(Location annotation dataset excerpts)
++++++++++++++++++++

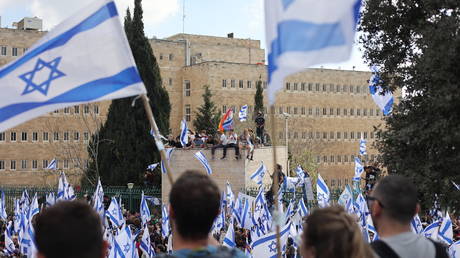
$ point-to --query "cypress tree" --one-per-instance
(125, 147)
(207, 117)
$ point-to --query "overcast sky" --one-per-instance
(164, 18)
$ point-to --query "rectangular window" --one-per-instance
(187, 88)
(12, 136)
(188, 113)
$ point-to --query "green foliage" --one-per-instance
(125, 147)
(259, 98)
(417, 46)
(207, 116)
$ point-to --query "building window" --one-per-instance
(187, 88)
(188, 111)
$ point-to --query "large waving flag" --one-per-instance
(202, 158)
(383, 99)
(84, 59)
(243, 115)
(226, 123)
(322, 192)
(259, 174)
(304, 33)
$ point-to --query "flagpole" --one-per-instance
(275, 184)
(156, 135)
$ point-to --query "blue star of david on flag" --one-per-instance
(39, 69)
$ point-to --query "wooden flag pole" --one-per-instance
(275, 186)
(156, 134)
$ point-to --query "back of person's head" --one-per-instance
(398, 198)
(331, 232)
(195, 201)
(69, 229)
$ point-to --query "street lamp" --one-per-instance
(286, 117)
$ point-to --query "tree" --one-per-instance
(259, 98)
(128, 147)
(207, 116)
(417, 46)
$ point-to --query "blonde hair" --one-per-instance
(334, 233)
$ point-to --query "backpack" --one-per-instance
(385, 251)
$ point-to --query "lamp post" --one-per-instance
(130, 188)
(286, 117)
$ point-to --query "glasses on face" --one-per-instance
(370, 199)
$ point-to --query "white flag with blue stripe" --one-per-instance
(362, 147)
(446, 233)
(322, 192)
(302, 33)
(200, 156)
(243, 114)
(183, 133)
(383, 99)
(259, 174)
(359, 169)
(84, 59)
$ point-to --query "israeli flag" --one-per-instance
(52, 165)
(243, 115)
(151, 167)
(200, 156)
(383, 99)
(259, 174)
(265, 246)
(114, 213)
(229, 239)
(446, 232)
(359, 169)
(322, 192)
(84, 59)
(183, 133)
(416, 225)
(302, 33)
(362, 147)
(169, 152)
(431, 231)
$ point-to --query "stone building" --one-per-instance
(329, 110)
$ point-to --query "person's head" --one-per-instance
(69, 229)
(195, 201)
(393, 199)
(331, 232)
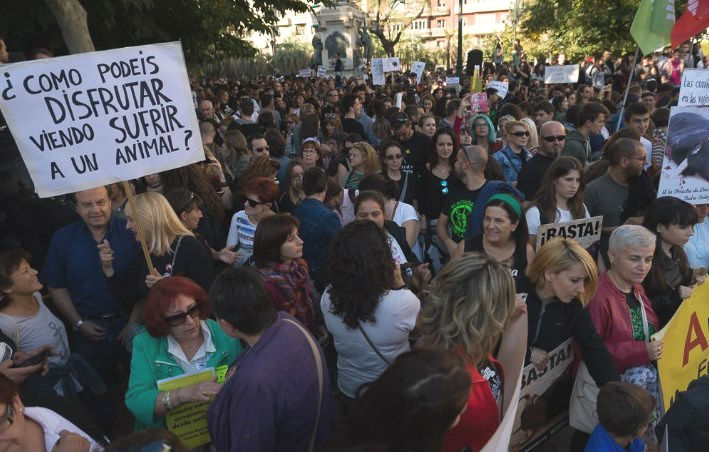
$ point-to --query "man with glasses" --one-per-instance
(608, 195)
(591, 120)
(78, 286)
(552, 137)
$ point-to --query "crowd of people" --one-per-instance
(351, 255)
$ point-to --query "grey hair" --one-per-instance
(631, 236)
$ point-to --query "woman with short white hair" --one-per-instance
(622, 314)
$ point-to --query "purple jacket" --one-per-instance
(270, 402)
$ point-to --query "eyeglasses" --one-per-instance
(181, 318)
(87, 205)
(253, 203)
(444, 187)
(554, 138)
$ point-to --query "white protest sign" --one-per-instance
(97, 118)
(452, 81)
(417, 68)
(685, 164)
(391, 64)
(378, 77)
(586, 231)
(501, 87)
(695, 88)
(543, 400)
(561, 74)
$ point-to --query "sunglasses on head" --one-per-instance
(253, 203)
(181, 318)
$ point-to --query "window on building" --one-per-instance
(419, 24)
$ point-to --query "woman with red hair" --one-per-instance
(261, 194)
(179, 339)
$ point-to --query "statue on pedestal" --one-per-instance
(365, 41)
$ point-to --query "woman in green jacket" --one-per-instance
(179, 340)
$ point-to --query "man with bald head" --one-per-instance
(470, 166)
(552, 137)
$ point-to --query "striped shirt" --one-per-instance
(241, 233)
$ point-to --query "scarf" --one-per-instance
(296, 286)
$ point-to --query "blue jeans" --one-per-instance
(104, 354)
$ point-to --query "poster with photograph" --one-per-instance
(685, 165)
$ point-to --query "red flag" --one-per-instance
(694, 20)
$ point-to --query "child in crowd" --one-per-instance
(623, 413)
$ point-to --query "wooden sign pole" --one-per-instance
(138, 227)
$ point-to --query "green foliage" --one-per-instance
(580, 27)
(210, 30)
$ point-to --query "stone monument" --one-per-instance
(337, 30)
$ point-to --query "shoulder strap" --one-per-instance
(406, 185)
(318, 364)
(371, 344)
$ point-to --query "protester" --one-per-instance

++++++++++++++++++++

Required work | Starting at the line that contains "with short white", print every line through the end of the listing, word for word. Leave out all the rest.

Written solution |
$ point-to --query "woman with short white hair" --one-per-instance
(622, 314)
$ point-to --query "purple jacket" --one-per-instance
(270, 402)
$ point-to --query "eyeglasses" --one-per-instance
(181, 318)
(87, 205)
(253, 203)
(444, 187)
(554, 138)
$ point-to --query "white protest sign" --one-per-instance
(97, 118)
(452, 81)
(417, 68)
(685, 164)
(391, 64)
(378, 77)
(586, 231)
(501, 87)
(695, 88)
(543, 400)
(561, 74)
$ point-to --query "sunglasses on head" --one-per-instance
(253, 203)
(181, 318)
$ point-to --query "window on building" --one-per-instance
(419, 24)
$ point-to --query "woman with red hair" --one-per-instance
(261, 194)
(179, 339)
$ point-to --query "statue on pedestal" --one-per-instance
(365, 41)
$ point-to --query "woman in green jacket" --one-per-instance
(179, 340)
$ point-to --query "man with bald head" --one-per-instance
(470, 166)
(552, 137)
$ point-to --query "striped shirt" --one-per-instance
(241, 233)
$ point-to --query "scarf" --one-per-instance
(296, 286)
$ point-to --query "blue jeans" --one-per-instance
(104, 354)
$ point-to --query "poster with photograph" --one-per-instance
(685, 165)
$ point-to --query "red flag" --one-per-instance
(694, 20)
$ point-to --query "child in crowd" --one-per-instance
(623, 413)
$ point-to --query "wooden sign pole" --one-per-instance
(138, 227)
$ point-to --query "green foliage" --one-per-instance
(580, 27)
(210, 30)
$ point-to --query "stone monument" --one-per-instance
(337, 30)
$ point-to --query "shoulder strap" --one-per-instance
(406, 185)
(318, 364)
(371, 344)
$ point-to --query "protester" --one-per-instance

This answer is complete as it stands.